======== MATERIAL SHOWN

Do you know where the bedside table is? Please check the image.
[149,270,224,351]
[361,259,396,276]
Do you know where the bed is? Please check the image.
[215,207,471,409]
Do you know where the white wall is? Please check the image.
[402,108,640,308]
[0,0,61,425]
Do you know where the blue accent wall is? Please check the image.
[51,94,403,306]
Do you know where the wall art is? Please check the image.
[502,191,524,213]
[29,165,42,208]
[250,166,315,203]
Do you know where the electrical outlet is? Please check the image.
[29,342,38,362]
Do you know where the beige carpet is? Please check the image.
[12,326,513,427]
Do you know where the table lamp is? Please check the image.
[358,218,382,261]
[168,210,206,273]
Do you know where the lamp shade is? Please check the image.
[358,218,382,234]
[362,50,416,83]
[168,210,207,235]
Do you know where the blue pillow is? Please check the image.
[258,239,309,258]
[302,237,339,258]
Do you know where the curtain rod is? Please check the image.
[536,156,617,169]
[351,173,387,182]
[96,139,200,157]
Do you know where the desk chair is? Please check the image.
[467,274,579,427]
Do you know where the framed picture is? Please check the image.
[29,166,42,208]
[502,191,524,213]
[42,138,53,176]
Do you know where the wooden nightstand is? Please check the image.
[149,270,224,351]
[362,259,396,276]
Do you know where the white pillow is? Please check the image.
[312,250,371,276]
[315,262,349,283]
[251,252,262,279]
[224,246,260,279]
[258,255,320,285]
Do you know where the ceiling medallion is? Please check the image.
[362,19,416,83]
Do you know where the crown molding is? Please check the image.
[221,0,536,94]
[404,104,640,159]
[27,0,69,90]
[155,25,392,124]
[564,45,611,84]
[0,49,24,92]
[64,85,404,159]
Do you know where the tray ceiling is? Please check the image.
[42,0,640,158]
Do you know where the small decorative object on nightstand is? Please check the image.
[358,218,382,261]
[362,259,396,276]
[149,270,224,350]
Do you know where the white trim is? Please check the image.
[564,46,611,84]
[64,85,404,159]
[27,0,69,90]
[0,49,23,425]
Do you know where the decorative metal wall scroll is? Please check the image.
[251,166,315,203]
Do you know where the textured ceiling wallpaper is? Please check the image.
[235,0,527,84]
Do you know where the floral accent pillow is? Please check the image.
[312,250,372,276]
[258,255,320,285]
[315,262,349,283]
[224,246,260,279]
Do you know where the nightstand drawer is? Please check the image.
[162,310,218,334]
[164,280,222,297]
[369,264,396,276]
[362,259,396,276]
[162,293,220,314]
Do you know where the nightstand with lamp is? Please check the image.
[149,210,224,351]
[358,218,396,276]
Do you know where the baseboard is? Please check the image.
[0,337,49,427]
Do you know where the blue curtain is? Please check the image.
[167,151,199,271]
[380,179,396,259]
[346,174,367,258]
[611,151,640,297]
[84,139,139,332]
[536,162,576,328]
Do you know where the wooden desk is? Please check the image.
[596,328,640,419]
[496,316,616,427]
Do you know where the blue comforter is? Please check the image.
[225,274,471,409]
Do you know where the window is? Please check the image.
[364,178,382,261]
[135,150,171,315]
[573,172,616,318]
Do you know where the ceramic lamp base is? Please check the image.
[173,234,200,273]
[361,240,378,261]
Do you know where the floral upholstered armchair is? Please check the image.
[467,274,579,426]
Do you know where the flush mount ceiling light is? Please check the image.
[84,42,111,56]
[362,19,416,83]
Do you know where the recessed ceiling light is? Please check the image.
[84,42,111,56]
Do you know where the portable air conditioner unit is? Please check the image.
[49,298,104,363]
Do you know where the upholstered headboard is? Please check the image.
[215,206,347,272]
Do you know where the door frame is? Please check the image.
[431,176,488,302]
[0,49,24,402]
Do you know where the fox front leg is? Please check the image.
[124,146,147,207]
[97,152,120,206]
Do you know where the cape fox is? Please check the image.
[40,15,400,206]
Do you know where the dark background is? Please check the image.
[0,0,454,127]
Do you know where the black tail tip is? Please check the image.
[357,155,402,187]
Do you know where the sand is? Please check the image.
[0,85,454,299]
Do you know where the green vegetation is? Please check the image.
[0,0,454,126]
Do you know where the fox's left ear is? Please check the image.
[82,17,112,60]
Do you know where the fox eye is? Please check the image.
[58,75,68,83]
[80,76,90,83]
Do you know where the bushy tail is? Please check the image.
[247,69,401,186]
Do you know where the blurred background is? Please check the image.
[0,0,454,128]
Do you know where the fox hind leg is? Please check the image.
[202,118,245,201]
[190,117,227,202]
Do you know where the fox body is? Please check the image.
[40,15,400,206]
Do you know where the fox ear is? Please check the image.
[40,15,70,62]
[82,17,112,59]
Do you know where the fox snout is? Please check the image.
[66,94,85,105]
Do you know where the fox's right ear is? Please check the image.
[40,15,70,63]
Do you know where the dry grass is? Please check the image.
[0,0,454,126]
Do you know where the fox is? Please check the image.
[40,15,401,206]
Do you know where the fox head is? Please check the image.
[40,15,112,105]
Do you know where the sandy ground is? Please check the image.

================

Restate every entry word for word.

- [WRITTEN RESPONSE]:
Do you know where the bedside table is? Please check the image.
[149,270,224,351]
[361,259,396,276]
Do you know where the bed is? Please check the image.
[215,207,471,409]
Do you know where the white wall is? Please check the image.
[402,108,640,308]
[0,0,61,425]
Do you know where the blue accent wall is? Please check the image.
[51,94,403,306]
Do you know where the wall art is? Please check the image.
[502,191,524,213]
[29,165,42,208]
[250,166,315,203]
Do you know where the electrical outlet is? Please check the image.
[29,342,38,362]
Do you know where the beige carpet is? Please check the image.
[12,326,513,427]
Do you know where the table lamp is? Please check the image.
[358,218,382,261]
[168,210,206,273]
Do you know where the lamp shade is? Please check the image.
[358,218,382,234]
[362,50,416,83]
[168,210,207,235]
Do you know where the blue pillow is? Please check the image.
[258,239,309,258]
[302,237,339,258]
Do you know where the curtain rod is? Please check the image.
[536,156,617,169]
[351,173,387,182]
[96,139,200,157]
Do you know where the desk chair is? Please check the image.
[467,274,579,427]
Do you know where the framed picture is? Please check the image.
[29,166,42,208]
[502,191,524,213]
[42,138,53,176]
Do you know where the wooden nightstand is? Please check the image.
[149,270,224,351]
[362,259,396,276]
Do you know where the white pillow is? Please check the image.
[312,250,371,276]
[315,262,349,283]
[251,252,262,279]
[224,246,260,279]
[258,255,320,285]
Do you know where the ceiling medallion is? Please check the image.
[362,19,416,83]
Do you know where the crown molding is? Please check the image.
[221,0,536,94]
[404,104,640,159]
[27,0,69,90]
[155,25,392,124]
[564,45,611,84]
[0,49,24,92]
[64,85,404,159]
Do you know where the tray ceiling is? Please check the image.
[42,0,640,158]
Do you know where the small decorative object on nightstand is? Please check the image.
[358,218,382,261]
[362,259,396,276]
[149,270,224,350]
Do you know where the white trim is? Please check the image.
[564,46,611,84]
[64,85,404,159]
[27,0,69,90]
[0,49,23,425]
Do you know where the decorative metal wall scroll is? Please check the image.
[251,166,315,203]
Do you know where the textured ceiling wallpaper is? Please check the image.
[235,0,527,84]
Do you know where the floral accent pillow is? Please check the image.
[312,250,372,276]
[258,255,320,285]
[315,262,349,283]
[224,246,260,279]
Do you know where the nightstand drawer is? Please check the image.
[162,310,218,334]
[164,280,222,297]
[369,264,396,276]
[362,259,396,276]
[162,293,220,314]
Do you know where the nightstand with lamp is? Please check the image.
[149,210,224,351]
[358,218,396,276]
Do you know where the baseboard is? Please check the image.
[0,337,49,427]
Do you know where the blue curtain is? Please check the image.
[167,151,199,271]
[380,179,396,259]
[346,174,367,258]
[611,151,640,297]
[84,139,139,332]
[536,162,576,328]
Do you know where the wooden desk is? Please check the image.
[596,328,640,419]
[496,316,616,427]
Do you know where the blue comforter is? Please check the image.
[225,274,471,409]
Do you know where the window is? Please check the image.
[364,178,382,261]
[135,150,171,315]
[573,172,616,318]
Do you know where the ceramic lamp base is? Please check the image.
[173,234,200,273]
[361,240,378,261]
Do you know where the floral upholstered armchair is? Please check the image.
[467,274,579,426]
Do you know where the flush mount ceiling light is? Please check the image.
[84,42,111,56]
[362,19,416,83]
Do you know where the recessed ceiling light is? Please check the image.
[84,42,111,56]
Do you know where the portable air conditioner unit is? Please check the image.
[49,298,104,363]
Do you know where the upholstered headboard is? Please check the image.
[215,206,347,272]
Do you know where the door frame is? Please check the image.
[431,176,488,302]
[0,49,24,402]
Do you know where the fox front leg is? Please check the image.
[124,146,147,207]
[97,152,120,206]
Do you know where the cape fox is? Please check the image.
[40,15,400,206]
Do you know where the dark background is? Please check the image.
[0,0,454,127]
Do you know where the black tail tip is? Please check the image.
[357,155,402,187]
Do you know where the sand is? Please check the image.
[0,85,454,299]
Do you know where the green vegetation is? Please check the image.
[0,0,454,126]
Do you know where the fox's left ear is? Please check the image.
[82,17,112,60]
Do you know where the fox eye is? Please check the image.
[58,75,68,83]
[80,76,90,83]
Do you know where the bushy tail is? Please check the image.
[247,69,401,186]
Do you know where the blurred background is? Please check the image.
[0,0,454,128]
Do you know where the fox hind leg is? Please check the image.
[202,118,245,201]
[190,117,227,202]
Do you know where the fox body is? Please check the image.
[40,15,400,206]
Do you know where the fox ear is? Please check the image.
[40,15,70,62]
[82,17,112,59]
Do you know where the fox snout is? Please check the image.
[66,94,85,105]
Do you know where the fox's right ear is? Please check the image.
[40,15,70,63]
Do you know where the dry grass is? Please check the image.
[0,0,454,126]
Do you know where the fox is? Please check the image.
[40,15,401,206]
Do you know where the fox head is? Please check the image.
[40,15,112,105]
Do you know where the sandy ground is? Please check the image.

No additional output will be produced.